TO BE DONE — Rewrite the lines below as a numbered list, omitting the blank lines.

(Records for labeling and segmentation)

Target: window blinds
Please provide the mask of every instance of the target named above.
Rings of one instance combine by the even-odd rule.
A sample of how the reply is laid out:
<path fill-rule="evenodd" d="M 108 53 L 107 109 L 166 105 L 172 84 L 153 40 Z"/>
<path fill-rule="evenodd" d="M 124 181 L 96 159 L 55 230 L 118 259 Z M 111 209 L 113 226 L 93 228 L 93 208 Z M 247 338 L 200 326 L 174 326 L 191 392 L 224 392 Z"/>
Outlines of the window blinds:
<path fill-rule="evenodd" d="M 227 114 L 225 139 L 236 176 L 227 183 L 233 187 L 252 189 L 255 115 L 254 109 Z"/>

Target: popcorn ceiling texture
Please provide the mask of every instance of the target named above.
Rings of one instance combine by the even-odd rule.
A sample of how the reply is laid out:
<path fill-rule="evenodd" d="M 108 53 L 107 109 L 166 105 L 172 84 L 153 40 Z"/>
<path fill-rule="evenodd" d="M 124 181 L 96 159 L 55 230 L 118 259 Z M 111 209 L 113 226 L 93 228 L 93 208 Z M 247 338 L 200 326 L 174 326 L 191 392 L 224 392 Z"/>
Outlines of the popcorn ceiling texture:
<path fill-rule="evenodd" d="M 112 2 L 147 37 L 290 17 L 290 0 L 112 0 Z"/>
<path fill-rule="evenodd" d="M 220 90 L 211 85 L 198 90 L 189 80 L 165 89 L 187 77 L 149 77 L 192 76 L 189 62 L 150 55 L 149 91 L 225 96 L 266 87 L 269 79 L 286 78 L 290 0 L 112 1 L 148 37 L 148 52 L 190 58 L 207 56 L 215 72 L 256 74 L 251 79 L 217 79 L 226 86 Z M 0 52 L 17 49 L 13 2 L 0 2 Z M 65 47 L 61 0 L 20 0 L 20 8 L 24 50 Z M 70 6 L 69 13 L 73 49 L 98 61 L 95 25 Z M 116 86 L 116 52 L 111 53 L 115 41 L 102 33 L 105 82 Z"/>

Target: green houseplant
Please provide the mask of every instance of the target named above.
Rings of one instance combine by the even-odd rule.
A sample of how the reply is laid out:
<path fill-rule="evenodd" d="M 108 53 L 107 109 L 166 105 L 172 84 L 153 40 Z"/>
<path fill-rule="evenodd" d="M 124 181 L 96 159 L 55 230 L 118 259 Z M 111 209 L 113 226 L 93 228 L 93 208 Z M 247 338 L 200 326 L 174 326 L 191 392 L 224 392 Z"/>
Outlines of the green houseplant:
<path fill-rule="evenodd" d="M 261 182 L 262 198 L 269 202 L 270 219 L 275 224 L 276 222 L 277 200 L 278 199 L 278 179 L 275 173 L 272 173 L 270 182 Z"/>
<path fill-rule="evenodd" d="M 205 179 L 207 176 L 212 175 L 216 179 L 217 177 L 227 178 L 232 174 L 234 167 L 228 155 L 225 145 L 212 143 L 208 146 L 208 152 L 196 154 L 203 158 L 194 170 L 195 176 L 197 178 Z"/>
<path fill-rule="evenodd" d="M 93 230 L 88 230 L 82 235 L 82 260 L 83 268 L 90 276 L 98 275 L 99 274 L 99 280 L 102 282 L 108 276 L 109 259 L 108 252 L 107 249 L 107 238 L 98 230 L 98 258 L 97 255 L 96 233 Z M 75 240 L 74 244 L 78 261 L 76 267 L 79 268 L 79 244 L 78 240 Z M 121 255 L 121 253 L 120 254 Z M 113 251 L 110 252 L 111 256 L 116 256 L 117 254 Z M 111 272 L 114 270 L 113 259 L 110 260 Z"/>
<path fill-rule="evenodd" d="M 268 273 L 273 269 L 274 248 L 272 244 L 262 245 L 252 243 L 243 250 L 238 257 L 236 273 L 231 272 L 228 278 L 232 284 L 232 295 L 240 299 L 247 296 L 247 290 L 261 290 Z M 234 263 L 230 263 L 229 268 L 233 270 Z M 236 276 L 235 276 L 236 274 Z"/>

RESULT OF THE EXERCISE —
1. Target: window blinds
2. Please provide the mask of every instance of the target named above.
3. Rings of one instance combine by the even-odd rule.
4. A sample of how the reply is laid out:
5. <path fill-rule="evenodd" d="M 108 53 L 107 109 L 166 105 L 172 84 L 153 40 Z"/>
6. <path fill-rule="evenodd" d="M 124 181 L 96 159 L 55 230 L 118 259 Z M 111 209 L 113 226 L 93 228 L 93 208 Z M 247 338 L 200 326 L 174 326 L 191 392 L 224 392 Z"/>
7. Outlines of the window blinds:
8. <path fill-rule="evenodd" d="M 227 114 L 225 139 L 236 176 L 227 183 L 233 187 L 252 189 L 255 115 L 254 109 Z"/>
9. Target: popcorn ceiling texture
10. Please provide the mask of every instance of the target named above.
11. Rings of one instance combine by the even-odd rule.
12. A sample of how the reply is laid out:
13. <path fill-rule="evenodd" d="M 108 53 L 107 109 L 166 105 L 172 84 L 153 40 Z"/>
14. <path fill-rule="evenodd" d="M 124 181 L 96 159 L 55 230 L 118 259 Z M 111 209 L 113 226 L 93 228 L 93 208 Z M 247 338 L 200 326 L 174 326 L 191 392 L 224 392 Z"/>
15. Outlines of the popcorn ceiling texture:
16. <path fill-rule="evenodd" d="M 112 2 L 147 37 L 290 17 L 290 0 L 112 0 Z"/>
17. <path fill-rule="evenodd" d="M 220 90 L 211 85 L 198 90 L 189 80 L 165 89 L 187 77 L 149 77 L 192 76 L 189 62 L 150 55 L 149 91 L 225 96 L 266 87 L 269 79 L 286 78 L 290 0 L 112 1 L 148 37 L 148 52 L 190 58 L 207 56 L 215 72 L 256 74 L 251 79 L 217 79 L 226 86 Z M 0 52 L 17 49 L 13 2 L 0 2 Z M 65 47 L 61 0 L 20 0 L 20 8 L 24 50 Z M 70 6 L 69 13 L 73 49 L 98 61 L 95 25 Z M 116 86 L 116 52 L 111 53 L 115 41 L 102 33 L 105 82 Z"/>
18. Target: green houseplant
19. Please provide the mask of every instance of the target named above.
20. Rings of one instance combine by the even-odd rule.
21. A sample of how the reply is laid out:
22. <path fill-rule="evenodd" d="M 108 53 L 107 109 L 166 105 L 172 84 L 153 40 Z"/>
23. <path fill-rule="evenodd" d="M 124 181 L 96 159 L 55 230 L 118 259 Z M 111 209 L 113 226 L 93 228 L 93 208 Z M 247 338 L 200 326 L 174 326 L 191 392 L 224 392 Z"/>
24. Outlines of the green houseplant:
25. <path fill-rule="evenodd" d="M 261 182 L 262 198 L 269 202 L 270 219 L 275 224 L 276 222 L 277 200 L 278 199 L 278 179 L 275 173 L 272 173 L 270 182 Z"/>
26. <path fill-rule="evenodd" d="M 205 179 L 207 176 L 212 175 L 216 179 L 217 177 L 227 178 L 232 174 L 234 167 L 228 155 L 225 145 L 212 143 L 208 146 L 208 152 L 196 154 L 203 158 L 194 170 L 195 176 L 197 178 Z"/>
27. <path fill-rule="evenodd" d="M 93 230 L 88 230 L 82 235 L 82 260 L 83 268 L 90 276 L 98 275 L 99 274 L 99 280 L 102 282 L 108 276 L 109 259 L 108 252 L 107 249 L 107 238 L 98 230 L 98 258 L 97 255 L 96 233 Z M 75 240 L 74 244 L 78 261 L 76 267 L 79 268 L 79 244 L 78 240 Z M 121 255 L 121 253 L 120 254 Z M 113 251 L 110 252 L 111 256 L 116 256 L 117 254 Z M 111 272 L 114 270 L 113 259 L 110 260 Z"/>
28. <path fill-rule="evenodd" d="M 268 273 L 273 269 L 274 248 L 272 244 L 262 245 L 252 243 L 243 250 L 238 257 L 236 273 L 231 272 L 228 278 L 232 284 L 232 295 L 240 299 L 247 296 L 247 290 L 261 290 Z M 234 263 L 230 263 L 229 268 L 233 270 Z M 236 276 L 235 276 L 236 274 Z"/>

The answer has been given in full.